EXERCISE DATA –
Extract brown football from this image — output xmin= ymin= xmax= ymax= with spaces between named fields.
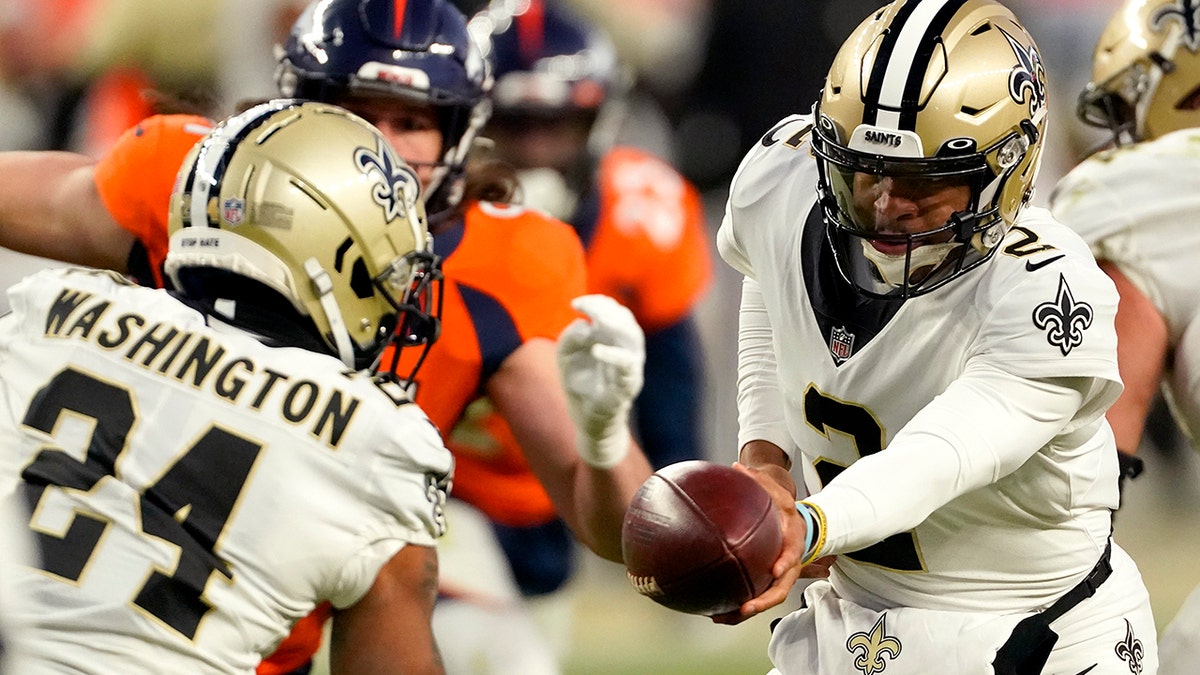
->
xmin=621 ymin=460 xmax=782 ymax=616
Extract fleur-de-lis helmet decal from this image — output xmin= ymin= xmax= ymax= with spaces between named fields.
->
xmin=1003 ymin=27 xmax=1048 ymax=120
xmin=355 ymin=137 xmax=423 ymax=229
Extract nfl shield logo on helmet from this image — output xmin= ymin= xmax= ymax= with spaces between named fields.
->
xmin=830 ymin=326 xmax=855 ymax=363
xmin=222 ymin=197 xmax=245 ymax=225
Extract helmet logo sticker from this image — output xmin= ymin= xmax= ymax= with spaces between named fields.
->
xmin=830 ymin=326 xmax=856 ymax=364
xmin=1001 ymin=28 xmax=1047 ymax=119
xmin=355 ymin=137 xmax=419 ymax=224
xmin=1151 ymin=0 xmax=1200 ymax=51
xmin=221 ymin=197 xmax=245 ymax=225
xmin=1032 ymin=274 xmax=1094 ymax=357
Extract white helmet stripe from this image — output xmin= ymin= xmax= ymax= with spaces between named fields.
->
xmin=185 ymin=100 xmax=302 ymax=229
xmin=868 ymin=0 xmax=969 ymax=131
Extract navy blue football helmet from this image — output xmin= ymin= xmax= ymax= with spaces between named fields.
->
xmin=277 ymin=0 xmax=492 ymax=212
xmin=476 ymin=0 xmax=620 ymax=123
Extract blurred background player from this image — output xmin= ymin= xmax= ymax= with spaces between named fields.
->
xmin=719 ymin=0 xmax=1157 ymax=672
xmin=1049 ymin=1 xmax=1200 ymax=672
xmin=0 ymin=99 xmax=452 ymax=674
xmin=0 ymin=0 xmax=653 ymax=672
xmin=423 ymin=1 xmax=712 ymax=666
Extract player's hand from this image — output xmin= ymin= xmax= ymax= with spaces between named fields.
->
xmin=709 ymin=462 xmax=808 ymax=625
xmin=557 ymin=294 xmax=645 ymax=468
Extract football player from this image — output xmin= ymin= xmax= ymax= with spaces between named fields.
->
xmin=0 ymin=100 xmax=452 ymax=674
xmin=717 ymin=0 xmax=1158 ymax=673
xmin=429 ymin=0 xmax=713 ymax=662
xmin=1050 ymin=1 xmax=1200 ymax=672
xmin=0 ymin=1 xmax=653 ymax=673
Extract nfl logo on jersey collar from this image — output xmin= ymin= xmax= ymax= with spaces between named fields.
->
xmin=830 ymin=326 xmax=855 ymax=363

WORK INSTRUCTIONS – Tally of lines with the word "Extract": work out how many lines in the records hold it, and give that number only.

FINAL ANSWER – 10